**WRITTEN INSTRUCTION**:
Output the line that contains "drop a point: the wooden front door" and every line after it to the end of the entries, with nothing added or left out.

**INPUT FOR THIS TASK**:
__________________________________________________
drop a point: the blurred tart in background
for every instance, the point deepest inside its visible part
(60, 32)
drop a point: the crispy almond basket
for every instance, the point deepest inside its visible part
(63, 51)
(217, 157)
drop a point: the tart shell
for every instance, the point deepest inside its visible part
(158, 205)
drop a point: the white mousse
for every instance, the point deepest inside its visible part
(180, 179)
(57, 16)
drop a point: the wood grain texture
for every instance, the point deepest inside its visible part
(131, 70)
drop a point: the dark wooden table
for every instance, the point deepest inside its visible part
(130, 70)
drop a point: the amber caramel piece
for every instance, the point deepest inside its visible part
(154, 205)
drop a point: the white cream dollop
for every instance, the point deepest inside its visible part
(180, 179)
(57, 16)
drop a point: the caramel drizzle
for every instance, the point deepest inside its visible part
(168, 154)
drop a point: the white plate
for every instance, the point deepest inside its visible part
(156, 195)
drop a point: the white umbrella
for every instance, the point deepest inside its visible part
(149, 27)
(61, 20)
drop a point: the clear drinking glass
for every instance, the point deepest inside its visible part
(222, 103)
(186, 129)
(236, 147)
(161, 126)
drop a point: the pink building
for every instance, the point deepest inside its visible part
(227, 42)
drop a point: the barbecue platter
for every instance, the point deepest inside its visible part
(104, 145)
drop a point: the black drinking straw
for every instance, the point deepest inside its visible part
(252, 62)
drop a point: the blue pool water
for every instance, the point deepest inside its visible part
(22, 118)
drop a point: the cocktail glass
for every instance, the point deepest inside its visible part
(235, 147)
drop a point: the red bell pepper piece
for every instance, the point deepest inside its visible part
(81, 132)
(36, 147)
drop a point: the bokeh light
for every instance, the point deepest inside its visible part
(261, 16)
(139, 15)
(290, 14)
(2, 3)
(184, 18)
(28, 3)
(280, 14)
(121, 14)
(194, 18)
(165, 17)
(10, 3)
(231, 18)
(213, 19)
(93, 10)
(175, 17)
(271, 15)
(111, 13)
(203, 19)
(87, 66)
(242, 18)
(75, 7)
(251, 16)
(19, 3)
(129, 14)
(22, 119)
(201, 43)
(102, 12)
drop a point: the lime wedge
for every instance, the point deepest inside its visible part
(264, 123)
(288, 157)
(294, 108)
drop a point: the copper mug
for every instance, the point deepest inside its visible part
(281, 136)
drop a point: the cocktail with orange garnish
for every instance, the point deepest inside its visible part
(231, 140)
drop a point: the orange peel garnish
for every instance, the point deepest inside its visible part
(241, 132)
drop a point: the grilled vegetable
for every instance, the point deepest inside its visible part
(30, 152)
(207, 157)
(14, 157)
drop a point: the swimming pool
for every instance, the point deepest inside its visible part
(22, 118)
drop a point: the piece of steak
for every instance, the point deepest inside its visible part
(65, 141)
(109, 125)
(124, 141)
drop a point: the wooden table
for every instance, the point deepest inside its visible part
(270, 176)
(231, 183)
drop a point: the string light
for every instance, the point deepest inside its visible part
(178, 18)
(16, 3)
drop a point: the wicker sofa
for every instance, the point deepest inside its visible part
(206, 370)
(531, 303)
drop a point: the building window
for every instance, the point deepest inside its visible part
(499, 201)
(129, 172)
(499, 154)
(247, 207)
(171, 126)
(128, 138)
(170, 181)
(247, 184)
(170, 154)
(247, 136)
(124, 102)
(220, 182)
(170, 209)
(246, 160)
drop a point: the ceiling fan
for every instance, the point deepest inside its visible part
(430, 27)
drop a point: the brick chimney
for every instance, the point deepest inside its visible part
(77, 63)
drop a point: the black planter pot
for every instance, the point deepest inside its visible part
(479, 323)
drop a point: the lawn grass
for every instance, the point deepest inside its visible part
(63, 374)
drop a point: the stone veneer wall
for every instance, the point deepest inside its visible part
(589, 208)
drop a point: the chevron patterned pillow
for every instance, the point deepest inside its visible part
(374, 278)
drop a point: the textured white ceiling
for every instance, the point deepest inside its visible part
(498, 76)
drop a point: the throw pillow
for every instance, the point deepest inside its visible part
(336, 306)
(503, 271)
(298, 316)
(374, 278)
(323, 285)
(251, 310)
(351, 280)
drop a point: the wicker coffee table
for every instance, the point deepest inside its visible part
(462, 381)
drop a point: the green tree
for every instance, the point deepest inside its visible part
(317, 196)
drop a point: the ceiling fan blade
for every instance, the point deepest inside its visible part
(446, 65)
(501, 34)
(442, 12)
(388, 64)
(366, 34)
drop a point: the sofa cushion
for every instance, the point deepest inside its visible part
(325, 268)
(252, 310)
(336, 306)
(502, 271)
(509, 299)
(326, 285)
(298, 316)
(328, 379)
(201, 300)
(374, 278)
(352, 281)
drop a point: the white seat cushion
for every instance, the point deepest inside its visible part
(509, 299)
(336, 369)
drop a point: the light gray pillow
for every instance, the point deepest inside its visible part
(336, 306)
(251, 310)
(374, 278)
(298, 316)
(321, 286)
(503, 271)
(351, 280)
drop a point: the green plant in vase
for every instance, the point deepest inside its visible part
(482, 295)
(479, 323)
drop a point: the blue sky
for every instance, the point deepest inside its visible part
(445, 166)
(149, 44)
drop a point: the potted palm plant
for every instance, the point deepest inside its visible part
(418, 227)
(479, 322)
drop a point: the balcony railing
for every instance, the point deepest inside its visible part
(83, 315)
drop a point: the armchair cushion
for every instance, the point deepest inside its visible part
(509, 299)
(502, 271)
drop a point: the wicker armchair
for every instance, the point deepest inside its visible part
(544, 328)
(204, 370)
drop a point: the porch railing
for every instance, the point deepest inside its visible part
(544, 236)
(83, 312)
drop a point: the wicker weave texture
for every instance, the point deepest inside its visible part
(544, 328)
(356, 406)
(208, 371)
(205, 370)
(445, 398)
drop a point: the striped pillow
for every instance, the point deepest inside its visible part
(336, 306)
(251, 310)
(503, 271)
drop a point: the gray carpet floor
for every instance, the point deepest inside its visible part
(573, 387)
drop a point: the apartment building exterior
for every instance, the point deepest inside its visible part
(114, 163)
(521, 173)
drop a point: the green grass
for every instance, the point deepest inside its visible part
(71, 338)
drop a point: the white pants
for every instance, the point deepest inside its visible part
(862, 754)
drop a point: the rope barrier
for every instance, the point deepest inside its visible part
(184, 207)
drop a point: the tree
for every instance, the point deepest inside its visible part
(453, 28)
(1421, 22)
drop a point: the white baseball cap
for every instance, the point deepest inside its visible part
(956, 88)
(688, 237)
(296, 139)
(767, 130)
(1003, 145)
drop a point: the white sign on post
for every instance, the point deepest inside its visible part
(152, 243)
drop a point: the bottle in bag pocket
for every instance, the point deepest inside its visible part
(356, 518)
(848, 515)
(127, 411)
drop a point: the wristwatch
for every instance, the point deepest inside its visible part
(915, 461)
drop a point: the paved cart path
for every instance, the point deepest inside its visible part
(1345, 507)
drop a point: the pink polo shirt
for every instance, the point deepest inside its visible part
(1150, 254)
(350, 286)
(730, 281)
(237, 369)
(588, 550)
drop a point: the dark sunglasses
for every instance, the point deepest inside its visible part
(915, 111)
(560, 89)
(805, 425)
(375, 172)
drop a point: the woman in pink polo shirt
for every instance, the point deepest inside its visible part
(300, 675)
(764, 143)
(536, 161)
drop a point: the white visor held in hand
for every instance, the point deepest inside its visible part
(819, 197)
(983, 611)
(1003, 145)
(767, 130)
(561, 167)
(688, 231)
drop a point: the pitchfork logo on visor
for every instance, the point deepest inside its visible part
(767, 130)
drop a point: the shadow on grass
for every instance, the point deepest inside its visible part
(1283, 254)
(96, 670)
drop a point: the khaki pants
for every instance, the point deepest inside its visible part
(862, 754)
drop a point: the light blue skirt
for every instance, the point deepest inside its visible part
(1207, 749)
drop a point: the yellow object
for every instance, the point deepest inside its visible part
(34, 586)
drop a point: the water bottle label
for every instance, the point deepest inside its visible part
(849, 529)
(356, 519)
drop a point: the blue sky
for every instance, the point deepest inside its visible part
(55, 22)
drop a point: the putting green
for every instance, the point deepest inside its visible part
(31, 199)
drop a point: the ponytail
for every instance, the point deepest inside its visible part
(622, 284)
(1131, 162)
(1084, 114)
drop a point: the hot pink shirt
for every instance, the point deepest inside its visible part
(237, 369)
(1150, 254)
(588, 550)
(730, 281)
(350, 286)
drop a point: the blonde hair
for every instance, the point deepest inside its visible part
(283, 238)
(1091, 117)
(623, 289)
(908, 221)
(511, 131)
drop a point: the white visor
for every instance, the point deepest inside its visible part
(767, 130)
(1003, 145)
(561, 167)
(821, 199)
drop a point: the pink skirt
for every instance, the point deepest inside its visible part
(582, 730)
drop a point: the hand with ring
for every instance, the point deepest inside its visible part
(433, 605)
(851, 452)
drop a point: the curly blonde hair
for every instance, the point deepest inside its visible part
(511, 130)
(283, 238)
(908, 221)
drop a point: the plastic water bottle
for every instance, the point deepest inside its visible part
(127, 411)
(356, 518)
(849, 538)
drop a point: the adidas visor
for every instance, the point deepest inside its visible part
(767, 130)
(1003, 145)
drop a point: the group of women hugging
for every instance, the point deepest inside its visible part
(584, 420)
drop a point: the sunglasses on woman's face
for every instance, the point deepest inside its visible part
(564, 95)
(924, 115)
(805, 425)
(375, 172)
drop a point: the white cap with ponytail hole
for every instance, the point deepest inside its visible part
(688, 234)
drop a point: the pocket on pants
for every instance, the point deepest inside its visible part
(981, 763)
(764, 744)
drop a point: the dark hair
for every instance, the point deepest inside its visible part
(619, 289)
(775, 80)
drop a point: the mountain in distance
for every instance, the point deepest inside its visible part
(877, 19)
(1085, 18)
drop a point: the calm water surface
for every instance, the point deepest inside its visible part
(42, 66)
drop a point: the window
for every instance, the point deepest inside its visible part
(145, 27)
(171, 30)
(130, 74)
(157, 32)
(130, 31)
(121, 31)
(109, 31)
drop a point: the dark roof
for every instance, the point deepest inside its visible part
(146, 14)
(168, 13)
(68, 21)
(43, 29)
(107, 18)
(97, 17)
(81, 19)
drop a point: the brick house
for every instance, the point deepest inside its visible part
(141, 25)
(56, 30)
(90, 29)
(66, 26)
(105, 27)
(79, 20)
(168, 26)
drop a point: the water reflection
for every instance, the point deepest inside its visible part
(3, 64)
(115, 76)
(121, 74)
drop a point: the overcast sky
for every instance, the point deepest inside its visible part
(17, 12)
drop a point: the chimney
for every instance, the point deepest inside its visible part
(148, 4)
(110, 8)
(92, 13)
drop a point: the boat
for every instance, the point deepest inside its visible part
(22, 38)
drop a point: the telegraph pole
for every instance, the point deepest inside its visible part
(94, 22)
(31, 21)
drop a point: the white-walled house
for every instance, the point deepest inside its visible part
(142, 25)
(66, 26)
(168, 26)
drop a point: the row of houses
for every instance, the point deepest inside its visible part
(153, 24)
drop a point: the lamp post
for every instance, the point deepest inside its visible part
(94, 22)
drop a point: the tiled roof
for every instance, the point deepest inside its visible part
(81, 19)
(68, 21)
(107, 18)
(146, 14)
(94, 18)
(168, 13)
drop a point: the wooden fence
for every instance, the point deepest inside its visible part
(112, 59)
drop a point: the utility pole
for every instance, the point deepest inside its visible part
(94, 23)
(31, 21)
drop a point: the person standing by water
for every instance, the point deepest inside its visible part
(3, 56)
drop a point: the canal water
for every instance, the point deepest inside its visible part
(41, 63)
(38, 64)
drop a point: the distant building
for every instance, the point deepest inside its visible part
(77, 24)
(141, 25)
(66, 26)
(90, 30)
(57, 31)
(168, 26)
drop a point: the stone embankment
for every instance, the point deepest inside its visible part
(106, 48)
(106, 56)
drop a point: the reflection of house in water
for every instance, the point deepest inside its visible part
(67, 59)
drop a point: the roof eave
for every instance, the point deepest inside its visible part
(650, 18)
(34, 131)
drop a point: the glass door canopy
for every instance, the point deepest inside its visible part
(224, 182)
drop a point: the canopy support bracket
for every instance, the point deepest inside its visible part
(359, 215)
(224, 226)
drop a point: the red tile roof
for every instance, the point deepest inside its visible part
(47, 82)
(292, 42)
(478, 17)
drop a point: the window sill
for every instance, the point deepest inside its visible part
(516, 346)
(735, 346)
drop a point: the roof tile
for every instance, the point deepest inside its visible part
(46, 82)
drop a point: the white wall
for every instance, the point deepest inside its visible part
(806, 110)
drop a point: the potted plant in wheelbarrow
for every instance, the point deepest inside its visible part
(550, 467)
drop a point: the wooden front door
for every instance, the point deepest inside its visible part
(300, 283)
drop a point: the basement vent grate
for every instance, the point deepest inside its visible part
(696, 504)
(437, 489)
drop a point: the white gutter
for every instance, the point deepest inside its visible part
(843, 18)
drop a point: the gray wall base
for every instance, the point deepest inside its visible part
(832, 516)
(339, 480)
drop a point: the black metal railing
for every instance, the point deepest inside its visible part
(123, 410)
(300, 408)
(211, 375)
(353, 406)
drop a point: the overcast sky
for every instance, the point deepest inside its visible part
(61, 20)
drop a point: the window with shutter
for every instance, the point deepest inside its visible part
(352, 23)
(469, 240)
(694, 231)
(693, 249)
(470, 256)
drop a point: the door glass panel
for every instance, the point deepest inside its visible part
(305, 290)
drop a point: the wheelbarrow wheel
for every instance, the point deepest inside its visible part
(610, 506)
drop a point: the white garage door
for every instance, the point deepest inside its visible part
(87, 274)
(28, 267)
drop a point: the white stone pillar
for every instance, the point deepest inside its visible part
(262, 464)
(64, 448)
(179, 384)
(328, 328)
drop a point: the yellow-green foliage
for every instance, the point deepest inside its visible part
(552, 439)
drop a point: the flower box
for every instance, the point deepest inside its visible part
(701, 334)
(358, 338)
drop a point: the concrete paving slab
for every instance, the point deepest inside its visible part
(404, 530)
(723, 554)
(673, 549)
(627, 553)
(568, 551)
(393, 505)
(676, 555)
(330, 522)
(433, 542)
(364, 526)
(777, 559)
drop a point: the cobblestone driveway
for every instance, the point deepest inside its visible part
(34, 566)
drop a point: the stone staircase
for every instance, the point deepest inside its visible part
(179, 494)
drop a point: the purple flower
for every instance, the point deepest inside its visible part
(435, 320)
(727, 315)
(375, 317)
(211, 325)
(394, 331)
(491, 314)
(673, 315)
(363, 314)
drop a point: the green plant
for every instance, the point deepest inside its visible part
__________________________________________________
**EXERCISE SOLUTION**:
drop a point: the wooden front door
for every instance, the point deepest inside its visible part
(300, 283)
drop a point: the basement vent grate
for every instance, the point deepest inside its visible part
(696, 504)
(437, 489)
drop a point: the white gutter
for every instance, the point deepest inside its visible part
(843, 18)
drop a point: the gray wall base
for every instance, the point deepest inside its visible part
(832, 516)
(339, 480)
drop a point: the black metal railing
for every instance, the point deepest inside its visible part
(123, 410)
(300, 408)
(211, 375)
(353, 406)
drop a point: the overcast sky
for every instance, the point deepest inside its visible part
(61, 20)
drop a point: the window with shutter
for every instance, the point deepest inside its visible part
(352, 23)
(469, 240)
(694, 231)
(693, 249)
(470, 256)
drop a point: the door glass panel
for every instance, the point deepest inside its visible part
(305, 290)
drop a point: the wheelbarrow wheel
for every instance, the point deepest inside its visible part
(610, 506)
drop a point: the white garage door
for every instance, the point deepest inside its visible part
(87, 274)
(28, 267)
drop a point: the white stone pillar
for every instance, the point deepest inside its visible part
(262, 464)
(64, 448)
(179, 384)
(328, 328)
drop a point: the yellow-green foliage
for every instance, the point deepest inside its visible part
(552, 439)
drop a point: the flower box
for every instance, the point deepest inside its visible part
(701, 334)
(358, 338)
drop a point: the concrete paving slab
for every instance, the point deepest inside its visible part
(404, 530)
(723, 554)
(673, 549)
(627, 553)
(568, 551)
(393, 505)
(676, 555)
(330, 522)
(433, 542)
(364, 526)
(777, 559)
drop a point: the cobblestone driveway
for every instance, the point deepest inside its visible part
(34, 566)
drop a point: the stone staircase
for every instance, the point deepest inside its visible part
(179, 494)
drop a point: the purple flower
for every instance, the point deepest inside its visible part
(435, 320)
(727, 315)
(375, 317)
(211, 325)
(394, 331)
(491, 314)
(673, 315)
(363, 314)
drop a point: the green plant
for every instance, the point deepest inside its visible part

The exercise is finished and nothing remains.